WORK REQUIRED: Count the lines in the listing below that contain the string "pasture", and reply with only that number.

————————

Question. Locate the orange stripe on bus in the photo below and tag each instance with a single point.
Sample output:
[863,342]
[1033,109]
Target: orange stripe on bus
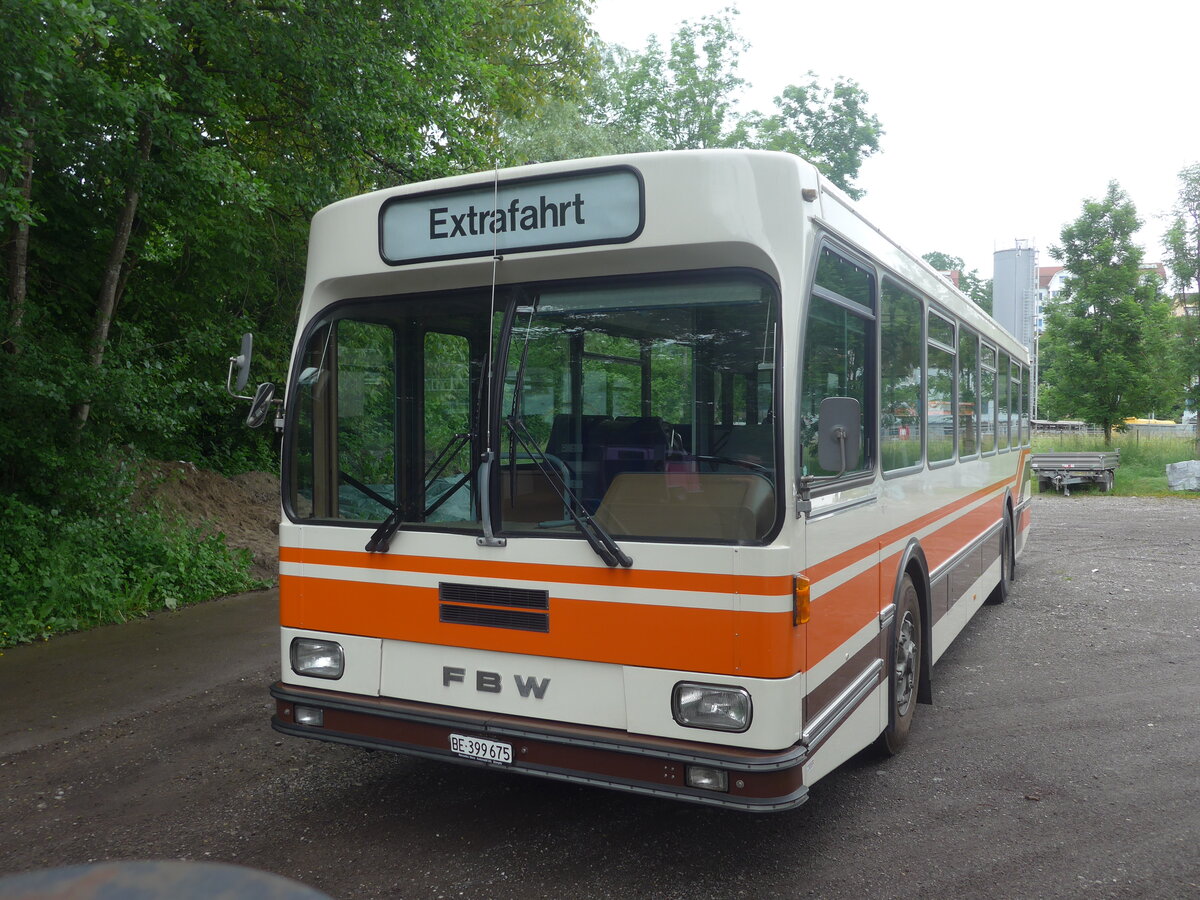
[720,641]
[834,564]
[647,579]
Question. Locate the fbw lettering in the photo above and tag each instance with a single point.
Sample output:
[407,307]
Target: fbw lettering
[544,213]
[493,682]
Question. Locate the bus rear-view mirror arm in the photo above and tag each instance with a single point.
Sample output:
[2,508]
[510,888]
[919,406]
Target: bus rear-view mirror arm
[263,399]
[839,442]
[839,433]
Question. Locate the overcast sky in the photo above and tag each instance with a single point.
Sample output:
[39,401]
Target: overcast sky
[1000,119]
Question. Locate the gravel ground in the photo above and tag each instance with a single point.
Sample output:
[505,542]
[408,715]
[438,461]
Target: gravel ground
[1057,761]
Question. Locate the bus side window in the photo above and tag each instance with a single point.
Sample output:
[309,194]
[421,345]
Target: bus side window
[839,340]
[900,378]
[941,419]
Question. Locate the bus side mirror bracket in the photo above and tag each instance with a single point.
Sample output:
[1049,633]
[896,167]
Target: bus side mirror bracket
[261,405]
[264,397]
[241,363]
[839,442]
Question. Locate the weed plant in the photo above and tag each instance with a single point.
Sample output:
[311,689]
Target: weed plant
[1144,459]
[95,557]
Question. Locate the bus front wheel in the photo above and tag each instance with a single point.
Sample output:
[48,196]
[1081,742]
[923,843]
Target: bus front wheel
[904,677]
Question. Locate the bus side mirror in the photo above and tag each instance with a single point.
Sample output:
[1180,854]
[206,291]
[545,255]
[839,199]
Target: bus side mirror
[241,363]
[839,433]
[258,408]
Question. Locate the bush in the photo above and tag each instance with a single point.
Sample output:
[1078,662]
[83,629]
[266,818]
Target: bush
[1144,459]
[72,569]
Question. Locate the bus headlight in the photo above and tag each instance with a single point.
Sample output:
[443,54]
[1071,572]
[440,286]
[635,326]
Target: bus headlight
[711,706]
[317,659]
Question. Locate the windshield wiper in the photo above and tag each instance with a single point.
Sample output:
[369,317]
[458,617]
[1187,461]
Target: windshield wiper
[592,531]
[382,538]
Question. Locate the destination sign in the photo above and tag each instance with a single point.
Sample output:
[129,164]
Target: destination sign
[601,207]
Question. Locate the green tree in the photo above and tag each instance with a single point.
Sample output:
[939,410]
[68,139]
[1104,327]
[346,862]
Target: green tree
[683,97]
[829,126]
[970,282]
[1182,241]
[160,161]
[1105,334]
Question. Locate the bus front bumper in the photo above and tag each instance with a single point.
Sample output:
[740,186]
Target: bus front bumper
[754,780]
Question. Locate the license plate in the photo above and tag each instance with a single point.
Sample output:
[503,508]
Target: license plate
[481,749]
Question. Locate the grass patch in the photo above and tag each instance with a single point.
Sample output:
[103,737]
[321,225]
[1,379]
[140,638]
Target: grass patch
[75,567]
[1144,460]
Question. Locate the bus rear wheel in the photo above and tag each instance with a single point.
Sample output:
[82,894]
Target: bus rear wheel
[904,677]
[1007,563]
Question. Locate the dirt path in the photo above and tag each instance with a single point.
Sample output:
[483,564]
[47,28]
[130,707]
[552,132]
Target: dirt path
[1057,761]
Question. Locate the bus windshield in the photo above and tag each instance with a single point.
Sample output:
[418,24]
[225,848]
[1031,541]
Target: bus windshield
[647,406]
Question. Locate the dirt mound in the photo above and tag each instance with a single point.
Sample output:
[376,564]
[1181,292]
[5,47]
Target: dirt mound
[244,508]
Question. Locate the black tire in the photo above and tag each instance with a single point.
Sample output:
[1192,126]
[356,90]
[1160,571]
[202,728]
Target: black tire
[1007,563]
[904,673]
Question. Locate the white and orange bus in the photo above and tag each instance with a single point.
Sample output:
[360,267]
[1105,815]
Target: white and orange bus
[666,472]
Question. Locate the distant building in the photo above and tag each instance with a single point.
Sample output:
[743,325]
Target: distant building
[1051,280]
[1014,291]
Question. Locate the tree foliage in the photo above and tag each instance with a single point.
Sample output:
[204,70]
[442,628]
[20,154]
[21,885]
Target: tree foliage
[1182,241]
[683,96]
[1107,334]
[160,161]
[970,282]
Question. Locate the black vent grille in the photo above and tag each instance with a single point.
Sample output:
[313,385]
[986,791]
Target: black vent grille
[491,606]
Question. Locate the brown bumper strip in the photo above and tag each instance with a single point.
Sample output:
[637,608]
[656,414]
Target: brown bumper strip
[759,780]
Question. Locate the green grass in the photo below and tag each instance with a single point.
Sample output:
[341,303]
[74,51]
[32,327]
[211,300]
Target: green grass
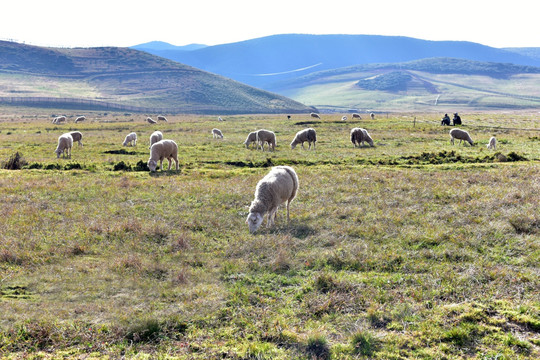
[412,249]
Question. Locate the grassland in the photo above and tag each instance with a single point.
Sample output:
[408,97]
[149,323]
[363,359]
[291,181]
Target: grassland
[412,249]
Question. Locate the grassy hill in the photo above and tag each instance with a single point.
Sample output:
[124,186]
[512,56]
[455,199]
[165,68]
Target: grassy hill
[437,84]
[128,77]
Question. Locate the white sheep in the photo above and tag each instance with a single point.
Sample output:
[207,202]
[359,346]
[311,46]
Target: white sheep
[359,135]
[308,135]
[155,137]
[278,186]
[460,135]
[77,136]
[164,149]
[266,136]
[216,133]
[130,139]
[65,143]
[492,144]
[252,138]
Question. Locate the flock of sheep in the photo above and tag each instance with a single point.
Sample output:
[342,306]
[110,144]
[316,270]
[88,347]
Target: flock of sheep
[280,185]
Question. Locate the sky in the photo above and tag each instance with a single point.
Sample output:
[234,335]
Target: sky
[71,23]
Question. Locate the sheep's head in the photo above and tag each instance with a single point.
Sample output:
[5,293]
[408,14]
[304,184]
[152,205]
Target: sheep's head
[254,221]
[152,165]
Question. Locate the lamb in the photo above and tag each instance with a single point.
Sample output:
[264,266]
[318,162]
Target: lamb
[163,149]
[266,136]
[492,145]
[155,137]
[359,135]
[130,139]
[252,138]
[278,186]
[461,135]
[308,135]
[77,136]
[65,143]
[216,133]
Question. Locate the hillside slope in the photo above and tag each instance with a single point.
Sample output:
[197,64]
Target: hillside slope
[263,61]
[128,77]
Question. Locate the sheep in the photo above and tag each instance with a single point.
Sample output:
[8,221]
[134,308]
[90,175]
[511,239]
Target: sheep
[163,149]
[492,144]
[77,136]
[266,136]
[308,135]
[59,119]
[216,133]
[278,186]
[461,135]
[130,139]
[65,143]
[252,138]
[155,137]
[359,135]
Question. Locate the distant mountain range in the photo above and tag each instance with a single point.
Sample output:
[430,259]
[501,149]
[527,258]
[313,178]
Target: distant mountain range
[126,77]
[265,62]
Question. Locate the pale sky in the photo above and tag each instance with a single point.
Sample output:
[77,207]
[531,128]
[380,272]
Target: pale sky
[90,23]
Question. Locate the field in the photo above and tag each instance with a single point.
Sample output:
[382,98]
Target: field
[411,249]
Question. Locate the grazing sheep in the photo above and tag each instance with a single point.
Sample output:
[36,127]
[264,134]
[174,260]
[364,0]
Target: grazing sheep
[216,133]
[461,135]
[266,136]
[155,137]
[359,135]
[252,138]
[65,143]
[59,119]
[278,186]
[456,119]
[77,136]
[164,149]
[130,139]
[492,145]
[308,135]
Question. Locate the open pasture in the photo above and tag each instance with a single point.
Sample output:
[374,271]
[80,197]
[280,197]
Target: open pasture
[411,249]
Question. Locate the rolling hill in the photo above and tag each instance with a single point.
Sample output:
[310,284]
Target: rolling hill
[127,79]
[265,62]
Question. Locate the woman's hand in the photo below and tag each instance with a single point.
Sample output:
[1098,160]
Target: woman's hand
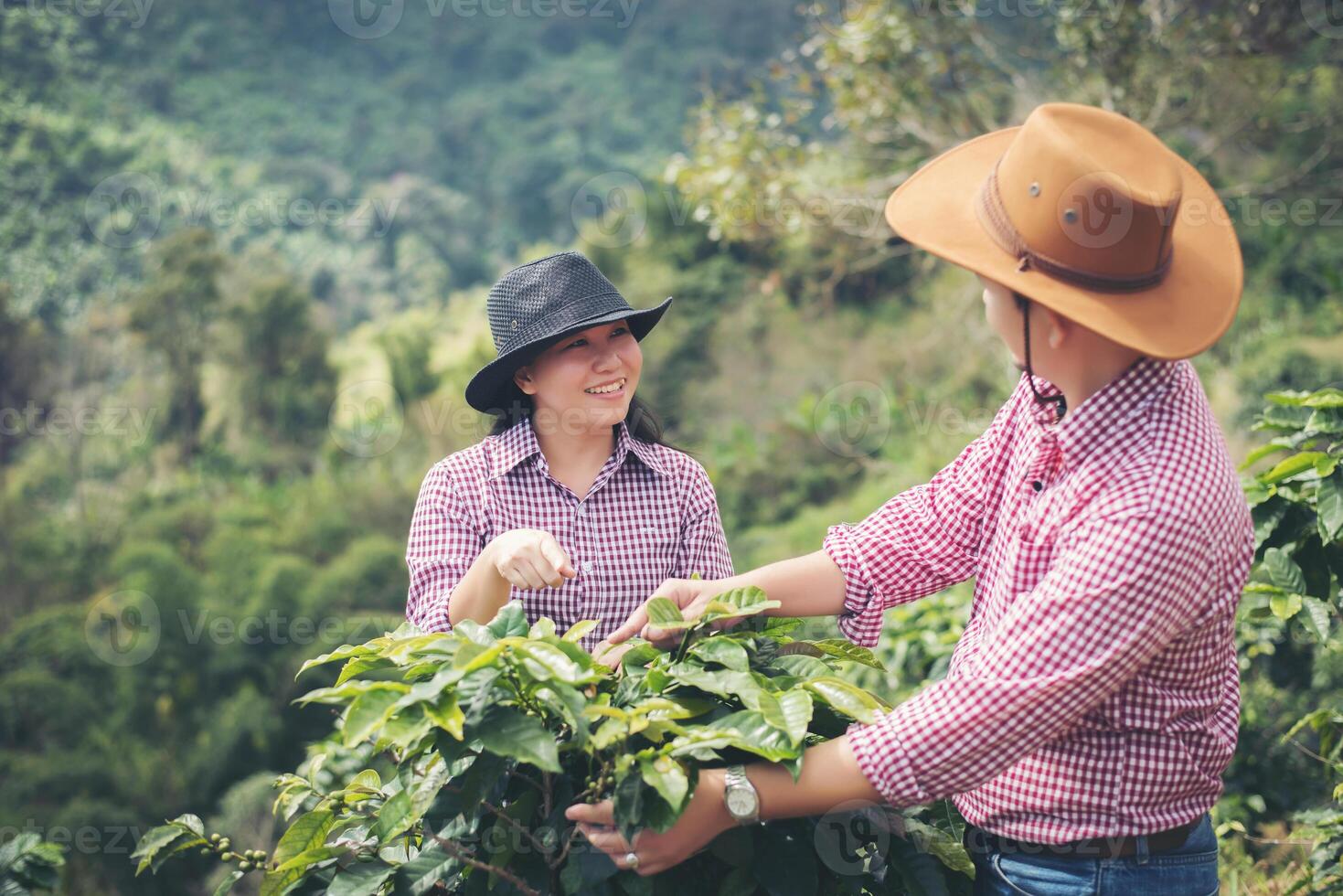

————————

SOLUTION: 2